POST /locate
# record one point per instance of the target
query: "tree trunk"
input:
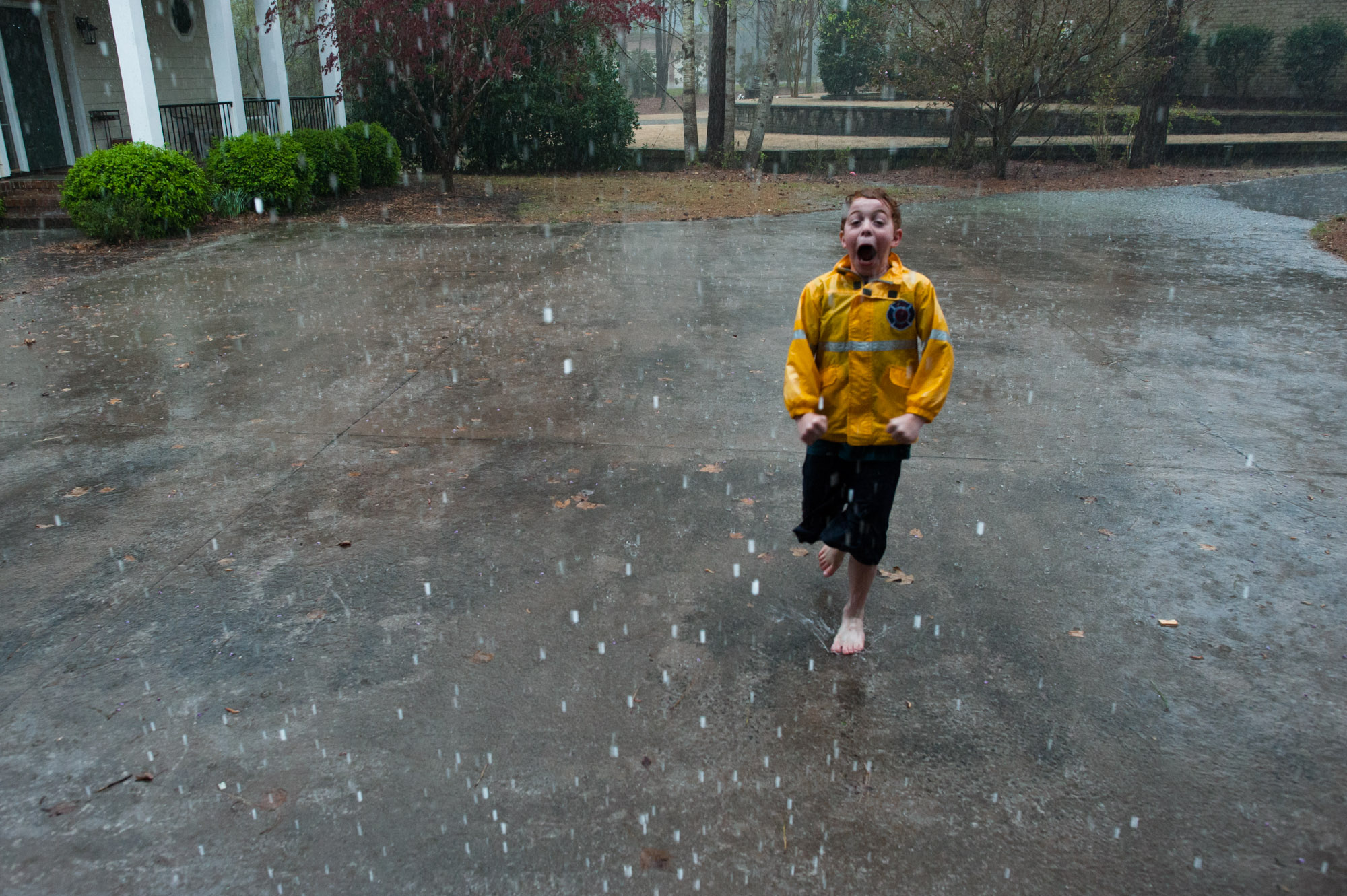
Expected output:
(716, 82)
(690, 139)
(767, 88)
(1148, 140)
(732, 19)
(809, 57)
(662, 58)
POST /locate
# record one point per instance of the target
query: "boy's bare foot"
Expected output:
(830, 560)
(851, 634)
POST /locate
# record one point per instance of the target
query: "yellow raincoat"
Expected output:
(867, 353)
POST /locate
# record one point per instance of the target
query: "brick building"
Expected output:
(1282, 16)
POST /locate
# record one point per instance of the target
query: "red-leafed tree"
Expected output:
(437, 58)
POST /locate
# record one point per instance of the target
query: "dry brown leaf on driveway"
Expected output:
(898, 576)
(653, 858)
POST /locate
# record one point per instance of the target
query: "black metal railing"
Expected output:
(263, 114)
(107, 128)
(319, 113)
(193, 127)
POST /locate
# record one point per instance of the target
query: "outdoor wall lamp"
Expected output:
(88, 31)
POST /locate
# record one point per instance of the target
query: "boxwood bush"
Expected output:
(267, 166)
(135, 191)
(1313, 54)
(332, 160)
(376, 153)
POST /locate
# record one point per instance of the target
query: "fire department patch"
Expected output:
(902, 315)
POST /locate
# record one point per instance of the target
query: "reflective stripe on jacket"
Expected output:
(869, 351)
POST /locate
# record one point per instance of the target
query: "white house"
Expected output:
(79, 75)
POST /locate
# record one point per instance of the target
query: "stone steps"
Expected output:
(33, 202)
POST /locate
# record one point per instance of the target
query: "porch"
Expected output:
(79, 75)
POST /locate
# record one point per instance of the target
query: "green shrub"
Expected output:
(378, 156)
(332, 159)
(135, 191)
(231, 203)
(549, 118)
(1235, 53)
(1313, 54)
(267, 166)
(851, 46)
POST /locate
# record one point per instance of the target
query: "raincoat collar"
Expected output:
(892, 276)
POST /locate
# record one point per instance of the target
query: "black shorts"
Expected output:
(848, 505)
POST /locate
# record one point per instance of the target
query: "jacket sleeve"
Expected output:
(931, 384)
(803, 385)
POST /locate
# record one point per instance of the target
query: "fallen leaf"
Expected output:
(653, 858)
(898, 576)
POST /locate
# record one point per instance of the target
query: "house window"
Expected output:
(184, 18)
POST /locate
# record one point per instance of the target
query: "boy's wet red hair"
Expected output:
(875, 193)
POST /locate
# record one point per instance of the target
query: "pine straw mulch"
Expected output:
(30, 264)
(1332, 236)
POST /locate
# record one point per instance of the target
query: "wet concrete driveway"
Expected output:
(315, 528)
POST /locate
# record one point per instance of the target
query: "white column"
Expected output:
(324, 12)
(224, 61)
(274, 61)
(138, 70)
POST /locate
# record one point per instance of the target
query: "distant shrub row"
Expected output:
(137, 191)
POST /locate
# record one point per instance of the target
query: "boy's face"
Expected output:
(868, 236)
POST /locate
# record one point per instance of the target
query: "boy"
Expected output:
(860, 388)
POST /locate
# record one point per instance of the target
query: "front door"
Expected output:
(34, 100)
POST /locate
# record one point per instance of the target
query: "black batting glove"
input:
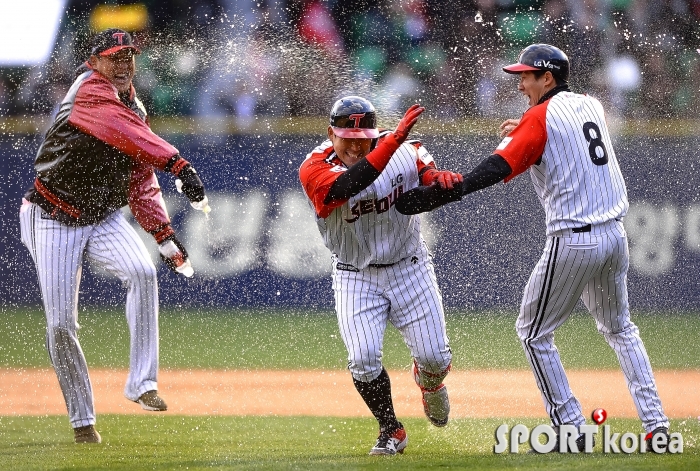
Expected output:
(175, 257)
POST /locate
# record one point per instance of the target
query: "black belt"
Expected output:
(381, 265)
(586, 228)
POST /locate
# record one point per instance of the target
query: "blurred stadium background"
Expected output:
(243, 87)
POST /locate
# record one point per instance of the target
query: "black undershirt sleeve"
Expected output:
(352, 181)
(490, 171)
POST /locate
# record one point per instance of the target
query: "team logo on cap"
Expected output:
(119, 37)
(546, 64)
(357, 117)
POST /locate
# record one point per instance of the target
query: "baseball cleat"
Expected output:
(86, 434)
(390, 443)
(151, 401)
(436, 405)
(661, 447)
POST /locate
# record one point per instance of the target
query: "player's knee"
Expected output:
(59, 331)
(431, 374)
(145, 270)
(365, 370)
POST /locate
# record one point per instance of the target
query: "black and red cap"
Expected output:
(110, 41)
(354, 117)
(541, 57)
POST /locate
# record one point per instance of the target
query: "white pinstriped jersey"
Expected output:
(367, 229)
(566, 144)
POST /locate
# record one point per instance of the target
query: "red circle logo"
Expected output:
(599, 416)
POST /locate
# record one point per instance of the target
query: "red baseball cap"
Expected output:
(112, 40)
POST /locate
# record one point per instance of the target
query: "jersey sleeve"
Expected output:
(146, 202)
(98, 112)
(317, 174)
(525, 144)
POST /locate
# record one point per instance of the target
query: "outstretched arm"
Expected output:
(490, 171)
(362, 174)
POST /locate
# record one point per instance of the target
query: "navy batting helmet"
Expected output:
(354, 117)
(542, 57)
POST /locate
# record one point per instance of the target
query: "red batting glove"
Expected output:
(447, 179)
(444, 178)
(407, 122)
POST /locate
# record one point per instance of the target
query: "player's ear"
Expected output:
(549, 78)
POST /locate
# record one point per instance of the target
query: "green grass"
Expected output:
(284, 443)
(238, 339)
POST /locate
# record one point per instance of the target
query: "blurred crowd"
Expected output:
(251, 58)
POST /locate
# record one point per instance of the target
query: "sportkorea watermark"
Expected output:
(563, 439)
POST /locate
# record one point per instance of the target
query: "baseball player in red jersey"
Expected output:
(98, 156)
(563, 140)
(382, 271)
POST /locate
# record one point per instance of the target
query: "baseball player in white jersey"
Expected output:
(382, 271)
(564, 141)
(98, 156)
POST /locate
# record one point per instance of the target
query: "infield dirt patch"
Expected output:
(480, 393)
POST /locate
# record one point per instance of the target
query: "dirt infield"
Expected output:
(482, 393)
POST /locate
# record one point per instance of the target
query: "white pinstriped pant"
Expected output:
(591, 266)
(405, 294)
(113, 245)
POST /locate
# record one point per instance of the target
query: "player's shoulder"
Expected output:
(411, 142)
(321, 153)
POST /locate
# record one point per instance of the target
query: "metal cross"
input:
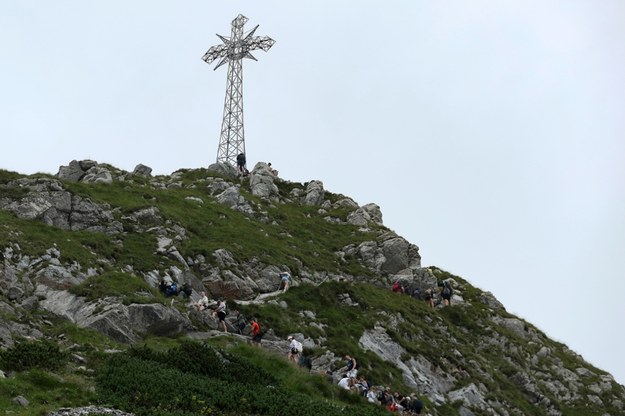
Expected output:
(233, 50)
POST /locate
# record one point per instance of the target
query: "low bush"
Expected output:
(42, 354)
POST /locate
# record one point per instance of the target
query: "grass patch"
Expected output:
(128, 287)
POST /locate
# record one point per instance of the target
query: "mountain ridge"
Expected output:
(114, 235)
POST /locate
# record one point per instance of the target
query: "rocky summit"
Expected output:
(102, 271)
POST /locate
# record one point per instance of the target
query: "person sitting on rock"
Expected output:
(346, 383)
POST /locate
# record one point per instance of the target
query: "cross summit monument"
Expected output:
(233, 50)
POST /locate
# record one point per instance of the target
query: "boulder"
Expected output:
(73, 172)
(315, 193)
(262, 182)
(97, 174)
(142, 170)
(224, 169)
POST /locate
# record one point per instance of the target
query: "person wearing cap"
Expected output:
(203, 302)
(294, 348)
(221, 313)
(255, 332)
(285, 279)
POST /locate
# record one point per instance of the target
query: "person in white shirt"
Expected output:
(203, 302)
(295, 347)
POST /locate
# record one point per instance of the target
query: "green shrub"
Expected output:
(42, 354)
(138, 383)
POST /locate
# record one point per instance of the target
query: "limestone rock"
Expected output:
(224, 169)
(315, 193)
(97, 174)
(262, 182)
(142, 170)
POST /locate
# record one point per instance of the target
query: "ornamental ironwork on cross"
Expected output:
(233, 50)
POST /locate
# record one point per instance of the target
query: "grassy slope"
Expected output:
(297, 237)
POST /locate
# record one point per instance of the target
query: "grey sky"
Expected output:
(492, 134)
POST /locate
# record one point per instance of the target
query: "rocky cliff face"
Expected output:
(102, 209)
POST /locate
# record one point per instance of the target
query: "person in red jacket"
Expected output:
(255, 332)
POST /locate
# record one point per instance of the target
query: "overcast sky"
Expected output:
(491, 134)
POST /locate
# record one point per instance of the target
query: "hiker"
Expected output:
(241, 164)
(397, 288)
(272, 170)
(285, 279)
(363, 386)
(255, 332)
(446, 293)
(241, 323)
(295, 347)
(429, 297)
(221, 313)
(168, 288)
(346, 383)
(386, 398)
(416, 293)
(352, 370)
(401, 402)
(415, 405)
(372, 396)
(305, 362)
(202, 303)
(171, 290)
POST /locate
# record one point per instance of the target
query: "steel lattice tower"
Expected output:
(233, 50)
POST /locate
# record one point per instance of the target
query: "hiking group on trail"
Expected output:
(351, 379)
(360, 385)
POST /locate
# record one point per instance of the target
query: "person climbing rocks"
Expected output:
(241, 162)
(202, 303)
(220, 312)
(272, 170)
(446, 293)
(241, 323)
(352, 370)
(295, 347)
(255, 332)
(285, 280)
(397, 287)
(428, 296)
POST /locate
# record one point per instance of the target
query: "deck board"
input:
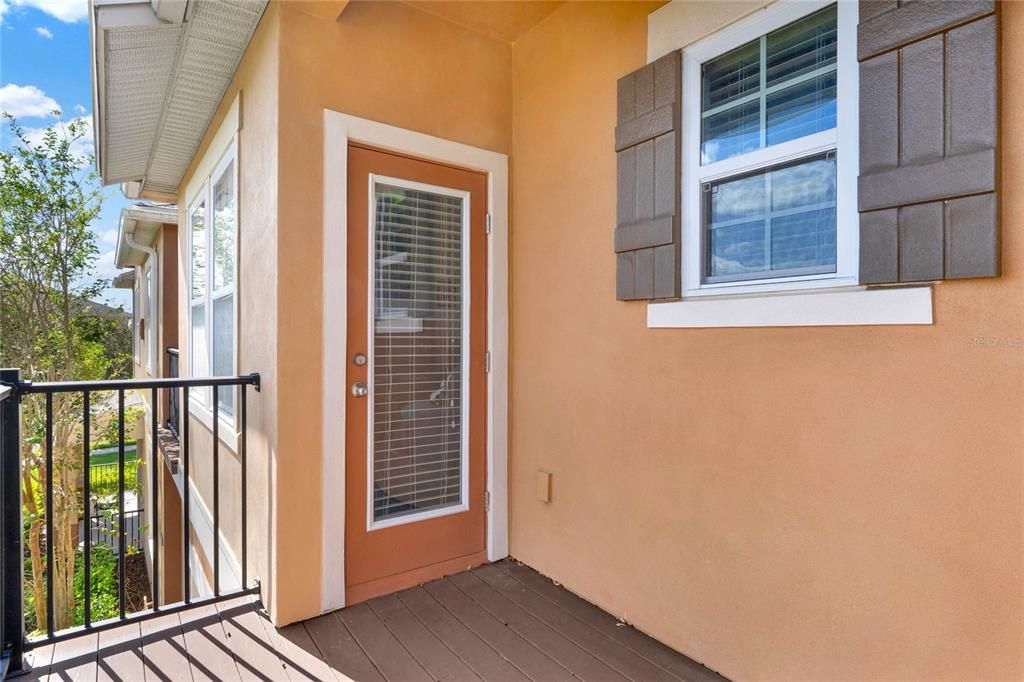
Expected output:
(340, 649)
(604, 648)
(562, 649)
(254, 655)
(428, 650)
(649, 648)
(209, 654)
(120, 654)
(504, 622)
(74, 659)
(390, 656)
(480, 656)
(164, 655)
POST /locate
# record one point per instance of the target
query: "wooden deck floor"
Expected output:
(502, 622)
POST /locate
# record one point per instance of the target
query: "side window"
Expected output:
(771, 153)
(213, 228)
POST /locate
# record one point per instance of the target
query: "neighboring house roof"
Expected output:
(97, 309)
(160, 70)
(125, 280)
(137, 230)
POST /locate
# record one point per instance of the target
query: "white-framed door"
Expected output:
(339, 131)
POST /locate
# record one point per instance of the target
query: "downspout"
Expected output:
(152, 253)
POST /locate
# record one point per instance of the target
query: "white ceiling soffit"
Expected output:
(158, 83)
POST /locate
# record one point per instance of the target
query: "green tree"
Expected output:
(48, 198)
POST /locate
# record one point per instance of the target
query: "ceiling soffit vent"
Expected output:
(158, 83)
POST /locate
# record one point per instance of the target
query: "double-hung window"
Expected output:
(213, 229)
(151, 317)
(769, 153)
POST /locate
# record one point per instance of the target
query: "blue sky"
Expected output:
(44, 59)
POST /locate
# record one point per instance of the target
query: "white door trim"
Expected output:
(339, 129)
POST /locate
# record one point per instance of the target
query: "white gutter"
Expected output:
(148, 251)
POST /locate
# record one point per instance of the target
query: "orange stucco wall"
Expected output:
(826, 503)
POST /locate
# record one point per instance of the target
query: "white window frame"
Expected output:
(198, 403)
(843, 139)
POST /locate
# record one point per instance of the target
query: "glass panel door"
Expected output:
(418, 422)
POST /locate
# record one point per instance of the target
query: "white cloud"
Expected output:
(26, 100)
(108, 236)
(84, 145)
(66, 10)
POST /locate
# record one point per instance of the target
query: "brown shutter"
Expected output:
(648, 167)
(929, 131)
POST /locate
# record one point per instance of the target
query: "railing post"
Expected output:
(11, 594)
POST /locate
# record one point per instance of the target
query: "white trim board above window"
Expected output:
(835, 307)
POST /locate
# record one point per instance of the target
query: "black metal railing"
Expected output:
(13, 638)
(173, 410)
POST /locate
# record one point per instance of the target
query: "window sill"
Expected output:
(228, 434)
(837, 307)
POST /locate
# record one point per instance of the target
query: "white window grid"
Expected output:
(841, 140)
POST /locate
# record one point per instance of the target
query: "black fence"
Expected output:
(103, 529)
(173, 409)
(13, 639)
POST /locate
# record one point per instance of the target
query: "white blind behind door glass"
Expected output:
(417, 435)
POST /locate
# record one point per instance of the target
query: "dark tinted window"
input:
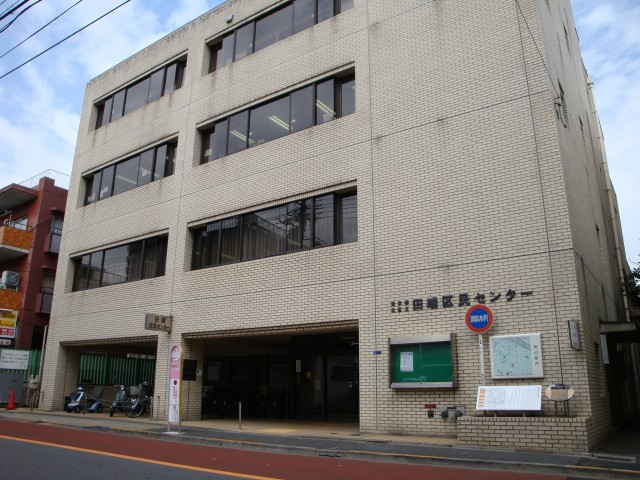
++++++++
- _Ejercicio_
Filtra los datos de arriba y copia cada línea que contenga la palabra "wall". Distingue entre mayúsculas y minúsculas.

- _Respuesta completa_
query: "outdoor wall lamp"
query: "orange stucco wall"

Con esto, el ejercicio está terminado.